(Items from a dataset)

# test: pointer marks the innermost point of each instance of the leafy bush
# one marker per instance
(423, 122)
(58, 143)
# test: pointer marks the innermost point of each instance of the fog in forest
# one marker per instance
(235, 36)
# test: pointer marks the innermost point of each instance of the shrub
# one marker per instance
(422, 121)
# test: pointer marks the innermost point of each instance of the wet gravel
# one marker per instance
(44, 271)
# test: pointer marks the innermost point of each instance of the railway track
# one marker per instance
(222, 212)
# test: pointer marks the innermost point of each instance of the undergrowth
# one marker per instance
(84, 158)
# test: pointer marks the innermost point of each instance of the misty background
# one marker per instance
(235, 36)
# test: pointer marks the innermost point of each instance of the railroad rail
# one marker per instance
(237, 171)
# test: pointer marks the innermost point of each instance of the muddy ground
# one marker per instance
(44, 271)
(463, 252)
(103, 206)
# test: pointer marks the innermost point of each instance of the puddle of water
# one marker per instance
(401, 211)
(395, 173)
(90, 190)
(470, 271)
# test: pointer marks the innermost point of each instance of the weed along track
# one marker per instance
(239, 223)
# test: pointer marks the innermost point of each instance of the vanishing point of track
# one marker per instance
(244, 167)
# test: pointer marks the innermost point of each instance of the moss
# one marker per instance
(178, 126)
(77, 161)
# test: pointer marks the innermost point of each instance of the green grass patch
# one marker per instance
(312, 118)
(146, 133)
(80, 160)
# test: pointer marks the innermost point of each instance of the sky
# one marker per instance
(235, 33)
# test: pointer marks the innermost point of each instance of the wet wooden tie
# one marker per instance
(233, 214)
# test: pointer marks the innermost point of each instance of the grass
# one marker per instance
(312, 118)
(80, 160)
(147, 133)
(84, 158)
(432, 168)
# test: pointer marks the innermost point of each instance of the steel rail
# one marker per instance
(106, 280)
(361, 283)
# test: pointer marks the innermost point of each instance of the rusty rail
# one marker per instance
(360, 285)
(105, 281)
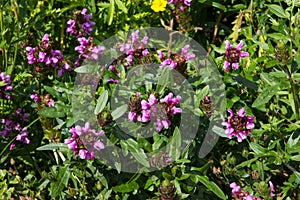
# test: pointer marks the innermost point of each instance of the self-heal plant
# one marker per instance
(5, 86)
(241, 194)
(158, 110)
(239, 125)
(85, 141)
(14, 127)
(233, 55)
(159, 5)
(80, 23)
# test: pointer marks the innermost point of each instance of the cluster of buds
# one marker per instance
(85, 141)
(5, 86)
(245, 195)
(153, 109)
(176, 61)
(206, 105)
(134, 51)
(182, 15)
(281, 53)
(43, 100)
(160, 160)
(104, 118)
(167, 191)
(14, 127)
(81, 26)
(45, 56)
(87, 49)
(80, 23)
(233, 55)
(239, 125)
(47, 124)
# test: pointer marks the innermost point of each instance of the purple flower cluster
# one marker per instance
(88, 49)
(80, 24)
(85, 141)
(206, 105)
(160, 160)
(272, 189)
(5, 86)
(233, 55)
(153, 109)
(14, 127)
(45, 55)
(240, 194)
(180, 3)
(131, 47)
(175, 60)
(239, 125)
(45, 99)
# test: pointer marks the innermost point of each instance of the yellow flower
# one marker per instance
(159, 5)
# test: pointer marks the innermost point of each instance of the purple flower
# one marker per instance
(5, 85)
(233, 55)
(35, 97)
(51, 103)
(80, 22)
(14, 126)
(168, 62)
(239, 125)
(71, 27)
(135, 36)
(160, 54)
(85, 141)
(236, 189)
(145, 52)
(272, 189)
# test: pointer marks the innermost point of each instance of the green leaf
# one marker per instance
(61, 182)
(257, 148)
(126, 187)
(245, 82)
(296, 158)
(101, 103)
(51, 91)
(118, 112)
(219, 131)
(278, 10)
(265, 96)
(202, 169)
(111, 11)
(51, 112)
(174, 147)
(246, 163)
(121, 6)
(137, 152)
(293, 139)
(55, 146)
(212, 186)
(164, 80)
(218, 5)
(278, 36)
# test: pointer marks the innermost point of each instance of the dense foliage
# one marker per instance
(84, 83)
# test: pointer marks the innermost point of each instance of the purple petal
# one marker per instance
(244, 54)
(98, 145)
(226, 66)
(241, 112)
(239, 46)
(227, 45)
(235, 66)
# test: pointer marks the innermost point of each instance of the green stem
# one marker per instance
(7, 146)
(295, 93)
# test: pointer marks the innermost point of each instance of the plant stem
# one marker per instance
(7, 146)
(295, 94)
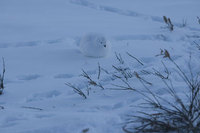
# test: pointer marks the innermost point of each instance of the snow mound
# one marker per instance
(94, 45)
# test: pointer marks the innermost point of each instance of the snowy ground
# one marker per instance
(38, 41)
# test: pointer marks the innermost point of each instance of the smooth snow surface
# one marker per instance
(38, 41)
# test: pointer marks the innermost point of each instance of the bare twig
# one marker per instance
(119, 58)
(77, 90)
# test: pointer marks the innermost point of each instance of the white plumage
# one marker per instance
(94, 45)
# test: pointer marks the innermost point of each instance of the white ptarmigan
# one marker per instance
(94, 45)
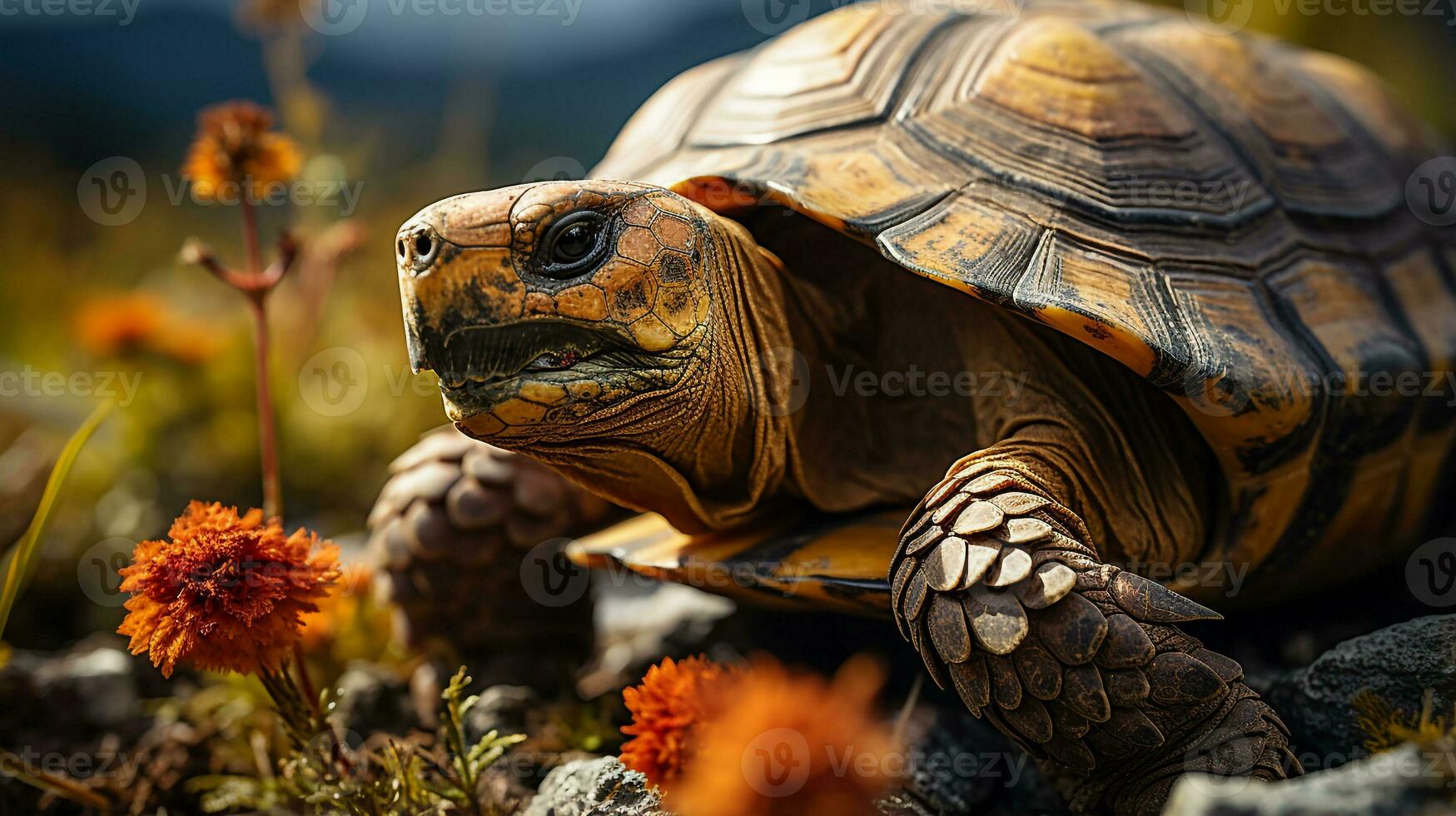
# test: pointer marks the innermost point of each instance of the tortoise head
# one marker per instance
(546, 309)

◆ EXERCISE BRIEF: Skip the pictures; extract only the lines from the line with "smooth snow surface" through the final line of the material, exactly as they appear.

◆ EXERCISE RESPONSE:
# test: pointer marks the innermost point of each instance of the smooth snow surface
# one marker per instance
(38, 41)
# test: pointer marks the innermost point of each instance of the bare twig
# one marker per instance
(119, 58)
(77, 90)
# test: pointer marks the innermost point of each instance of the white plumage
# one marker per instance
(94, 45)
# test: pointer marks the innermost point of each instance of the white ptarmigan
# one marker per instance
(94, 45)
# test: pointer marks the innermost point of each instance of the tortoise head
# one marker per instance
(546, 309)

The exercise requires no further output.